### PROBLEM TO SOLVE
Tally the lines of the material that carry the word "instance". Give no more than the number.

### GIVEN RECORDS
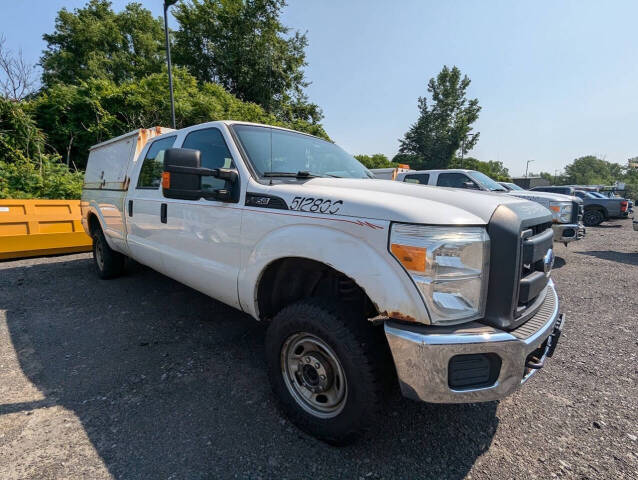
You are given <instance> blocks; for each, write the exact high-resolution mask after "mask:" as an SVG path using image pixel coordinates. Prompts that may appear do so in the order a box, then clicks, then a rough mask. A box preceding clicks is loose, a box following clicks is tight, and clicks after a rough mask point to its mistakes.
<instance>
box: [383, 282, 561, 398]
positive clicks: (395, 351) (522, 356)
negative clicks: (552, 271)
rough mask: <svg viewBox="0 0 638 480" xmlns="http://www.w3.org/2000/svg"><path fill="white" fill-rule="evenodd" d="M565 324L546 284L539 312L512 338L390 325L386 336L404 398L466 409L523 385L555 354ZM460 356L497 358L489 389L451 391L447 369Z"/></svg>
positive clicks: (473, 325)
mask: <svg viewBox="0 0 638 480" xmlns="http://www.w3.org/2000/svg"><path fill="white" fill-rule="evenodd" d="M563 323H564V322H563V316H562V315H559V314H558V297H557V295H556V290H555V289H554V284H553V282H551V280H550V283H549V284H548V287H547V290H546V296H545V300H544V301H543V304H542V306H541V307H540V308H539V310H538V311H537V312H536V313H535V314H534V316H533V317H531V318H530V319H529V320H528V321H527V322H525V323H524V324H523V325H521V326H520V327H518V328H517V329H515V330H512V331H510V332H507V331H504V330H499V329H496V328H493V327H489V326H486V325H484V324H481V323H478V322H471V323H467V324H463V325H458V326H454V327H432V326H425V325H423V326H416V325H406V324H399V323H397V322H392V321H388V322H386V323H385V334H386V338H387V339H388V343H389V345H390V350H391V351H392V357H393V358H394V364H395V366H396V370H397V374H398V376H399V383H400V385H401V392H402V394H403V395H404V396H406V397H408V398H412V399H414V400H421V401H424V402H432V403H468V402H484V401H489V400H497V399H499V398H502V397H505V396H507V395H509V394H510V393H512V392H513V391H514V390H516V388H518V387H519V386H520V385H522V384H523V383H525V382H526V381H527V380H528V379H529V378H530V377H531V376H532V375H534V373H536V371H538V369H539V368H540V367H542V366H543V363H544V361H545V359H546V357H550V356H551V355H552V354H553V350H554V348H555V347H556V342H557V341H558V337H559V336H560V331H561V329H562V326H563ZM477 354H479V355H477ZM462 355H473V356H472V357H458V358H460V359H463V358H466V359H468V360H469V361H470V362H471V361H472V360H471V359H474V358H476V357H480V356H481V355H482V356H484V357H489V358H496V357H495V355H497V356H498V358H499V359H500V367H499V370H498V371H497V372H496V374H495V376H494V380H493V381H492V383H491V384H489V385H482V386H480V387H478V388H476V387H470V388H462V389H459V388H453V387H451V386H450V383H451V378H452V376H451V372H450V371H449V366H450V365H451V364H452V363H451V361H452V359H453V358H454V357H457V356H462ZM532 356H533V358H532ZM470 366H471V364H470Z"/></svg>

### WRITTEN ANSWER
2